Document text =>

Lawyers go for class certification in shareholder case against Bayer over Roundup liability

Federal Court
Rounduppic

SAN FRANCISCO (Legal Newsline) - The law firm Cohen Milstein is asking a federal judge to let advance a class action on behalf of shareholders of Bayer who felt misled by the company's response to Roundup mass litigation.

The firm filed a motion Oct. 28 asking San Francisco federal judge Richard Seeborg to certify a class and appoint it class counsel, five months after Seeborg threw out some of the plaintiffs' claims.

Lead plaintiffs Sheet Metal Workers' National Pension Fund and International Brotherhood of Teamsters Local No. 710 Pension Fund seek to be appointed class representatives, as does the International Union of Operating Engineers Pension Fund of Eastern Pennsylvania and Delaware.

The case was spawned by thousands of lawsuits against Bayer and Monsanto that said the weedkiller Roundup's active ingredient glyphosate causes non-Hodgkin's lymphoma.

Seeborg's May decision took away arguments Bayer misled shareholders with its claims regarding its science-based arguments that it made when fighting personal injury lawsuits.

Exercise directions =>
Answer these questions from the Bayer shareholder article:
(a) On what date did Cohen Milstein file its motion?
(b) Which judge is being asked to certify the class?
(c) What active ingredient in Roundup did the lawsuits say causes non-Hodgkin's lymphoma?
The entries below were drawn from a separate source.

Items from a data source
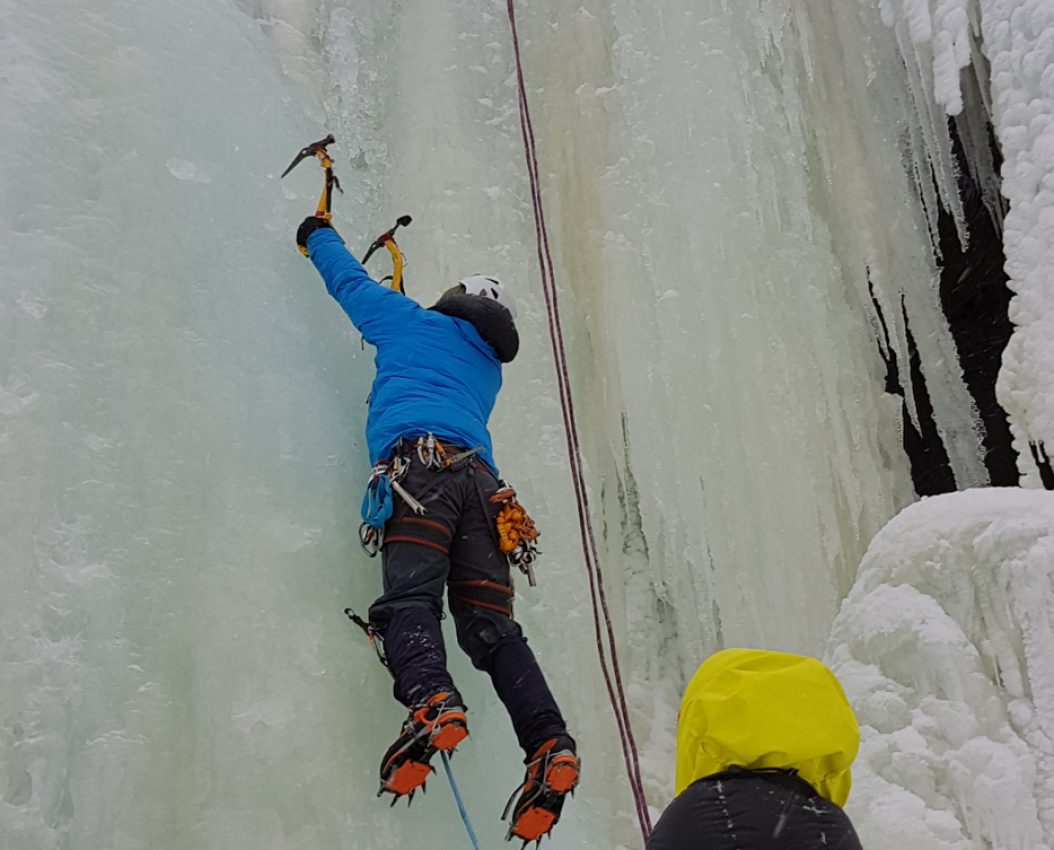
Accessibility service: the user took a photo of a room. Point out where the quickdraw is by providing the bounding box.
[490,484,541,587]
[358,456,427,558]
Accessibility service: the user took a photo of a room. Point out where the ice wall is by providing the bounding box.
[0,0,1024,850]
[827,488,1054,850]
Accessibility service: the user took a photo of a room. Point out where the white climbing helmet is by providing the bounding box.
[457,274,516,321]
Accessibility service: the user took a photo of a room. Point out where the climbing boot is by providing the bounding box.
[502,735,581,847]
[377,691,468,806]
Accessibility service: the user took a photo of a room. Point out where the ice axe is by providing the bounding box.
[363,215,413,295]
[279,133,344,256]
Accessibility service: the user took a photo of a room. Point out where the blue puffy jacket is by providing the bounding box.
[308,228,502,476]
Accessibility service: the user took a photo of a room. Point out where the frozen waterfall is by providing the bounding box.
[0,0,1054,850]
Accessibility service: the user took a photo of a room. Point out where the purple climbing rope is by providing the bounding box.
[507,0,651,842]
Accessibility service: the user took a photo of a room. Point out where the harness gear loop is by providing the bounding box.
[490,482,540,587]
[278,133,344,256]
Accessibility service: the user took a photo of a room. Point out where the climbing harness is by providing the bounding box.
[358,453,428,558]
[278,133,344,256]
[506,0,651,843]
[490,489,541,587]
[363,215,413,295]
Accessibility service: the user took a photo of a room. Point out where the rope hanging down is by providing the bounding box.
[507,0,651,842]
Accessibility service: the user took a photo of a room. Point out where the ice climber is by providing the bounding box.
[645,650,860,850]
[296,216,580,842]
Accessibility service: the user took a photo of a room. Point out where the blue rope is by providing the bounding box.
[440,750,480,850]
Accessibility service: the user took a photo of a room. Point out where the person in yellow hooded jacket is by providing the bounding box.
[646,650,861,850]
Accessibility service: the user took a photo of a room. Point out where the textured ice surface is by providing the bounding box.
[0,0,1045,850]
[827,489,1054,850]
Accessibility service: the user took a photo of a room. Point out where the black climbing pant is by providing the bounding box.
[370,448,567,755]
[645,768,860,850]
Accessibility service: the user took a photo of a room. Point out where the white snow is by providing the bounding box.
[827,489,1054,850]
[6,0,1054,850]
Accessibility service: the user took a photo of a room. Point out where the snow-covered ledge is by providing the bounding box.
[826,488,1054,850]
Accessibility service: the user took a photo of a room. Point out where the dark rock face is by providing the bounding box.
[872,113,1024,496]
[938,122,1018,487]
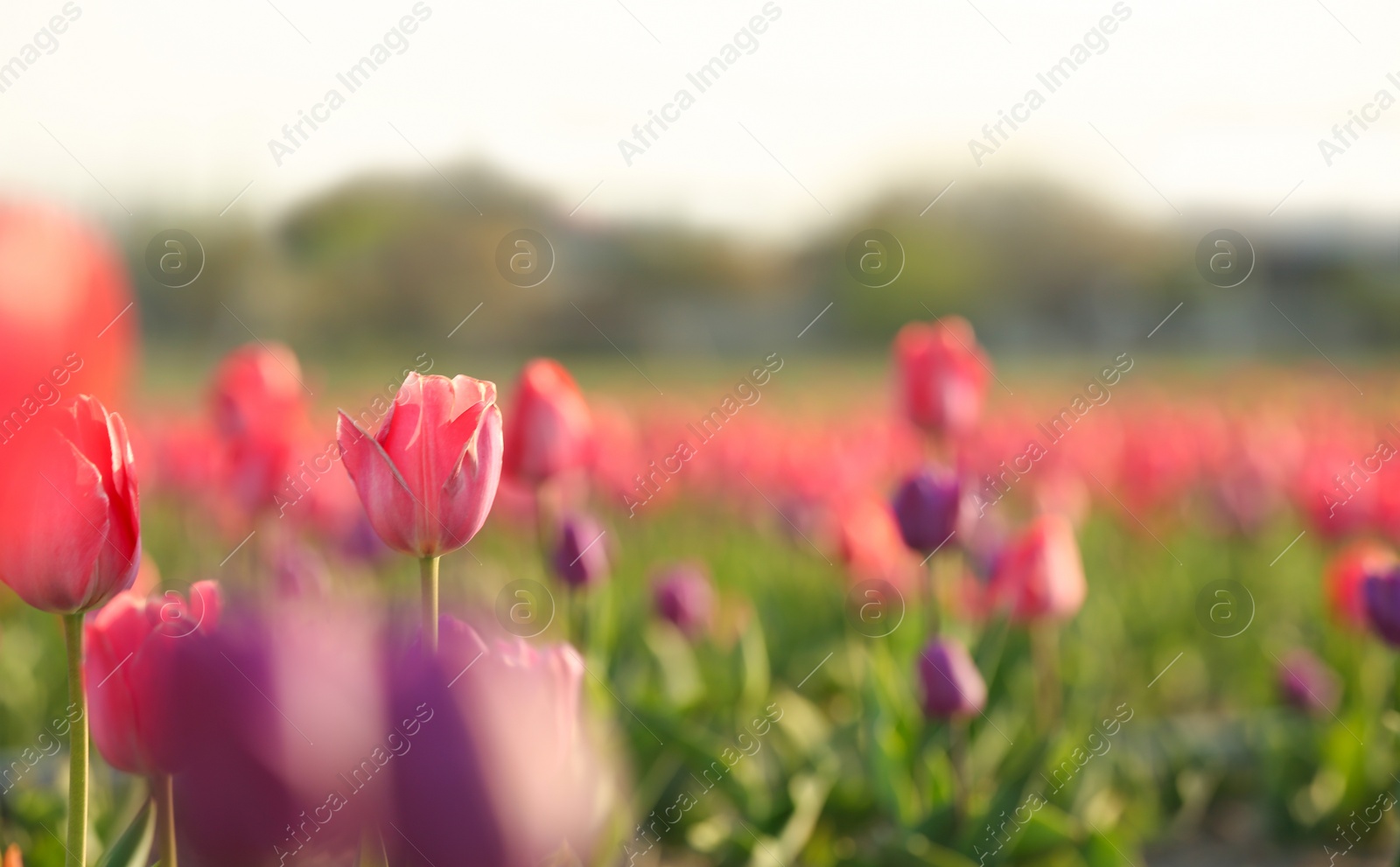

Written response =>
(a) Oct. 28
(b) Richard Seeborg, a San Francisco federal judge
(c) Glyphosate